◆ Exercise aim
Quote the entries that follow exactly, leaving none out.

Coordinate labeling data:
------------------------

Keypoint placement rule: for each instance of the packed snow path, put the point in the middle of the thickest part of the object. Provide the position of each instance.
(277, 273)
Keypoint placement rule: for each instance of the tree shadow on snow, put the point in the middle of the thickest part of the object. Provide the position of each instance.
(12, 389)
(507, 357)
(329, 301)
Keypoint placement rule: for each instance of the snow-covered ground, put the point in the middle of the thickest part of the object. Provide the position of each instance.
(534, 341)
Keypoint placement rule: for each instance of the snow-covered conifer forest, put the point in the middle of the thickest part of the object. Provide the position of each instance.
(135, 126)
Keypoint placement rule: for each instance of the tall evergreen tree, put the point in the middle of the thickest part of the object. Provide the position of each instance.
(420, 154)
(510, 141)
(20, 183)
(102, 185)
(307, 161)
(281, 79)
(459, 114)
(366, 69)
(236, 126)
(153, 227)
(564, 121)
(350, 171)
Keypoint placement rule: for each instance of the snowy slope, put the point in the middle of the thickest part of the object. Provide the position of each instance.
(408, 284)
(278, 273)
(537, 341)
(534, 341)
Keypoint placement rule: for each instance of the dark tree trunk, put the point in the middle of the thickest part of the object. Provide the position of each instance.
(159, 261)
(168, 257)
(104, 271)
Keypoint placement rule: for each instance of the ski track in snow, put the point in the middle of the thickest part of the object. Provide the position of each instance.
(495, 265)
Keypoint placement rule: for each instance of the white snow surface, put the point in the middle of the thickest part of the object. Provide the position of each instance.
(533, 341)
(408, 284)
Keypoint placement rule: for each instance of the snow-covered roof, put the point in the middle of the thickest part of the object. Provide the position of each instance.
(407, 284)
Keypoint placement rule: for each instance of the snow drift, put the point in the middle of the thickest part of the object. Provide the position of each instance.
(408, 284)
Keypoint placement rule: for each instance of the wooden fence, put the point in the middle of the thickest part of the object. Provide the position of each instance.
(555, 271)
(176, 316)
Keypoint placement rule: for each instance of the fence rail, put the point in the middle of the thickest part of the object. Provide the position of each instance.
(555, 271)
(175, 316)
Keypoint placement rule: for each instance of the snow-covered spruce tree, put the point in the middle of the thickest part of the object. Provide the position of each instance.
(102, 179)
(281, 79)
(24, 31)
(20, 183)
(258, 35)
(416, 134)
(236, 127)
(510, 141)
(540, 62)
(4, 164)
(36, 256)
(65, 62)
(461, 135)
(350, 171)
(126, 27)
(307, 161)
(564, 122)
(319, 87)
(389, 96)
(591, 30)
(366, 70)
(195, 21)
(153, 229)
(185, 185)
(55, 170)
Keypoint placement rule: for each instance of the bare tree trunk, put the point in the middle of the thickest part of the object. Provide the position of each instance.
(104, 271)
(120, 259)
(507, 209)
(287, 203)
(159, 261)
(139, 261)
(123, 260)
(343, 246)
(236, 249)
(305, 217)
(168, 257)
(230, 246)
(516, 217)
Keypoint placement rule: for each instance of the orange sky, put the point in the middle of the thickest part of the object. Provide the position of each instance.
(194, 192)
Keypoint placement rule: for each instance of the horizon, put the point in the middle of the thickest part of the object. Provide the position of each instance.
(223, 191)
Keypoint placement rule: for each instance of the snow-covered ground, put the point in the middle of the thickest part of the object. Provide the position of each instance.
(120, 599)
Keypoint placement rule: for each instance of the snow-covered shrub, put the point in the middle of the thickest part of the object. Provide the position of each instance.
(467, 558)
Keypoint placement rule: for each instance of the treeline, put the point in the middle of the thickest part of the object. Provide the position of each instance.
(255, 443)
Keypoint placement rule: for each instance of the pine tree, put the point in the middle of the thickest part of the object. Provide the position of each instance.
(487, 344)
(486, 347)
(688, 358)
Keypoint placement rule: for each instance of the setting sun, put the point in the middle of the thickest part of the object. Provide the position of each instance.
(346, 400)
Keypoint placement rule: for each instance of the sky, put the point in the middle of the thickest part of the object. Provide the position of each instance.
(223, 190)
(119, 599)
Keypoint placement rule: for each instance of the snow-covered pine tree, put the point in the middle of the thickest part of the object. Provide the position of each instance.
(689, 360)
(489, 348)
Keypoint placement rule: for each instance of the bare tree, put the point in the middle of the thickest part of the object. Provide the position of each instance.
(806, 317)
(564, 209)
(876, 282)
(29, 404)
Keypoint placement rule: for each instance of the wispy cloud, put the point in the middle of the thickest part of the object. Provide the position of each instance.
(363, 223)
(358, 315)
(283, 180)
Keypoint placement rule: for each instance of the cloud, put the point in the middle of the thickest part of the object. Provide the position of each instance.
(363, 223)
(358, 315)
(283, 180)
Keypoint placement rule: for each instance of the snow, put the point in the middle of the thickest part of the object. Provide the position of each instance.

------------------------

◆ Response
Keypoint placement rule: for each instance of the packed snow path, put the point in the middle of the thickest part of the object. Provide the position of each instance.
(277, 273)
Keypoint placement rule: for each instance of the tree shadow on snow, put the point in the middle of the thickest part of the object. Provide the position of each instance.
(12, 389)
(507, 357)
(329, 301)
Keypoint placement rule: for each instance of the snow-covered ground, put the point in the middle of the thickest part of the object. Provide the position of each instance.
(534, 341)
Keypoint placement rule: for each instance of the snow-covered conifer forest, put the point in the middle of the thickest part of the object. Provide the position of each instance.
(135, 126)
Keypoint placement rule: for each instance of the tall evergreen tree, put the point in the middle of the thickest part of the object. Provide the position of each instance.
(420, 154)
(510, 141)
(20, 183)
(102, 185)
(307, 161)
(281, 79)
(459, 114)
(366, 69)
(236, 126)
(153, 227)
(564, 121)
(350, 171)
Keypoint placement rule: for each instance of the snowy slope, put the point in the middle of the thickest part of the object. Provide the position of each instance.
(408, 284)
(278, 273)
(537, 341)
(534, 341)
Keypoint placement rule: for each instance of the dark tree trunk, put the point in the middle of the thickest part of the object. Provide the position of each instance.
(159, 261)
(168, 257)
(104, 271)
Keypoint placement rule: for each instance of the ski track in snow, put the point in the middle of the thickest part of the object. Provide the position of each instance.
(495, 265)
Keypoint placement rule: for each instance of the white snow surface, put the point in the middle of the thickest part of the object. Provide the position of each instance.
(533, 341)
(408, 284)
Keypoint placement rule: for each instance of the snow-covered roof, put the point in the middle of the thickest part of the object. Provide the position of each instance.
(407, 284)
Keypoint placement rule: for each instance of the snow drift, put the point in the middle of the thickest part of the object. Provide the position of each instance.
(408, 284)
Keypoint placement rule: for each instance of the wooden fence, put the point in the middle of the thickest part of the object. Provide the position of each instance.
(555, 271)
(176, 316)
Keypoint placement rule: for each instance of the fence rail, put the point in the middle of the thickest part of the object. Provide the position of each instance.
(555, 271)
(175, 316)
Keypoint placement rule: for each instance of the snow-covered spruce tree, put the point in the middle of the thickest part of the object. Provide the position of each instance.
(102, 179)
(281, 79)
(24, 31)
(20, 183)
(258, 35)
(416, 134)
(236, 127)
(510, 141)
(540, 62)
(4, 164)
(36, 256)
(65, 62)
(461, 135)
(350, 171)
(126, 27)
(307, 161)
(564, 122)
(319, 87)
(389, 96)
(591, 30)
(366, 70)
(195, 21)
(153, 229)
(185, 185)
(55, 170)
Keypoint placement rule: for each instance of the bare tree trunk, put the point in the middle of the thickest part of the object. Provide the position of each instance.
(104, 271)
(120, 259)
(507, 209)
(287, 203)
(159, 261)
(139, 261)
(123, 260)
(343, 246)
(236, 249)
(305, 217)
(168, 257)
(230, 246)
(516, 217)
Keypoint placement rule: for each instance of the orange sky, put the point in the middle of the thickest part of the object. Provide the position of each instance.
(194, 192)
Keypoint placement rule: for each instance of the horizon, put the point in the middle of the thickest part of the object. Provide the position of each instance.
(223, 191)
Keypoint placement rule: for each instance of the snow-covered ground, put the point in the middle of the thickest part of the object. Provide the position of each instance.
(120, 599)
Keypoint placement rule: for each instance of the snow-covered shrub, put the point in the middle of the thickest part of the object. Provide the position of each instance.
(467, 558)
Keypoint placement rule: for each instance of the treeline, put the point in the middle of the thickest part of the object. Provide the position of each instance.
(255, 443)
Keypoint placement rule: for each instance of the pine tree, put the point in the middle of the thickest part of the object. Provide the position of each instance.
(487, 344)
(486, 347)
(688, 358)
Keypoint placement rule: for each instance of the setting sun, put the point in the middle of the thickest part of the object. Provide the position of each instance.
(346, 400)
Keypoint placement rule: for each instance of the sky, put the point in the middle of the thickest part of the object. Provide the position of each instance.
(223, 190)
(119, 599)
Keypoint placement rule: for each instance of the snow-covered pine tree, put the point in the middle of the thickest part of the object. Provide the position of each instance.
(689, 360)
(489, 348)
Keypoint placement rule: for each instance of the bare tree, put the point in the middle of the thickest part of the object. Provide the position of each instance.
(806, 317)
(564, 209)
(876, 282)
(29, 404)
Keypoint placement rule: for each instance of the wispy cloud, put the point in the middle of the thickest part of the object. Provide the position of each instance.
(363, 223)
(358, 315)
(283, 180)
Keypoint placement rule: for each instance of the cloud, put the point in the middle of the thickest part of the object. Provide the position of each instance.
(363, 223)
(358, 315)
(283, 180)
Keypoint placement rule: for each instance of the snow, put the point in the middle of the thickest part of the object. Provide the position of each instance.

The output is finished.